▸ ASSIGNED TASK:
Exactly the lines from the one with "If you could identify the melting" to the end of the entries should appear in your answer, retyped word for word.

▸ SOURCE INFORMATION:
-*-

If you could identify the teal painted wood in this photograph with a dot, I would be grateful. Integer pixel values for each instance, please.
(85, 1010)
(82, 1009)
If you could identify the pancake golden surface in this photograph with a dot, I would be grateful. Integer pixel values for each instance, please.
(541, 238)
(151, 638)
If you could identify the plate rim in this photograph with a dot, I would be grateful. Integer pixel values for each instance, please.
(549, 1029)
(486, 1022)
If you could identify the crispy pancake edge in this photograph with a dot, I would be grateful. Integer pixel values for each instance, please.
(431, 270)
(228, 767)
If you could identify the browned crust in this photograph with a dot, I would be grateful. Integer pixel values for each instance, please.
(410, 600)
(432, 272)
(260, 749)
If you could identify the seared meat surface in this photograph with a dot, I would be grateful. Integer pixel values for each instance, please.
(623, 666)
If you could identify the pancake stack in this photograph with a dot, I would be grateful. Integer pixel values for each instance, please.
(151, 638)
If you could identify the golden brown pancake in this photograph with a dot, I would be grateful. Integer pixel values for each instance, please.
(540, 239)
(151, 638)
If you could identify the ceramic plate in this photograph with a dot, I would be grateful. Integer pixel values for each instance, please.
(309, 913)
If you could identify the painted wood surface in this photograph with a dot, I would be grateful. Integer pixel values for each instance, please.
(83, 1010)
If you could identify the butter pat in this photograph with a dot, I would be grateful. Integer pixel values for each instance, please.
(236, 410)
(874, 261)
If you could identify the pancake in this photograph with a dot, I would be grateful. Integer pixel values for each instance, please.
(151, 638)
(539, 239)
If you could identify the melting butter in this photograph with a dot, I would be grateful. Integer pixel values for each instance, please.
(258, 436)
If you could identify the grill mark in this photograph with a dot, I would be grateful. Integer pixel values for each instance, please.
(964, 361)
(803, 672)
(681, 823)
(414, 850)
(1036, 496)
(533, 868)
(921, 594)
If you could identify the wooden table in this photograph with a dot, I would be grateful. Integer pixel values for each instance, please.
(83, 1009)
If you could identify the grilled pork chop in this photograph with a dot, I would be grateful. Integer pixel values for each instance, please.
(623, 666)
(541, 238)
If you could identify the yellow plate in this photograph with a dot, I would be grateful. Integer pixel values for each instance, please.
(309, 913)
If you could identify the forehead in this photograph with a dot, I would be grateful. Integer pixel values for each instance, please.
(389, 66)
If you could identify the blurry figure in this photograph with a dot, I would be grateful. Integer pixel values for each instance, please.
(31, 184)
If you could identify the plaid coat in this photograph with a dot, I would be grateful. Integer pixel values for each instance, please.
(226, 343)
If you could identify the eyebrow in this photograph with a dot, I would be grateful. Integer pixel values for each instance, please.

-*-

▸ RESULT FOR THIS TASK:
If you could identify the melting butter in this photograph with a dot, I would be grateful. Integer pixel values for each instance, please.
(258, 436)
If you could identify the grill mark in this photograph with a dot, I would be grateful. Integer pixel values for each instance, please.
(964, 361)
(803, 672)
(681, 823)
(414, 850)
(1036, 496)
(533, 868)
(921, 594)
If you could identify the wooden table in this photograph with a dot, I would be grateful. Integer pixel values for each instance, please.
(83, 1009)
If you could identify the grilled pork chop in this photograph with a dot, I would be grateful. Integer pixel values for each instance, please.
(623, 666)
(541, 238)
If you could identify the yellow plate in this photograph with a dot, I would be grateful. Integer pixel values for each instance, please.
(309, 913)
If you could identify the forehead in this photograph with a dot, I would be grateful. Integer pixel values for each instance, please.
(389, 66)
If you could identify the blurry figure in this photograph with a dot, I would be grateful. Integer pixel values for each instance, please.
(31, 184)
If you could identify the plaid coat in this photograph with a dot, I would be grateful. Integer pixel values for each instance, please.
(226, 343)
If you could identify the eyebrow in this photograph with a dot, I would be grateful. Integer pixel values for each instance, please.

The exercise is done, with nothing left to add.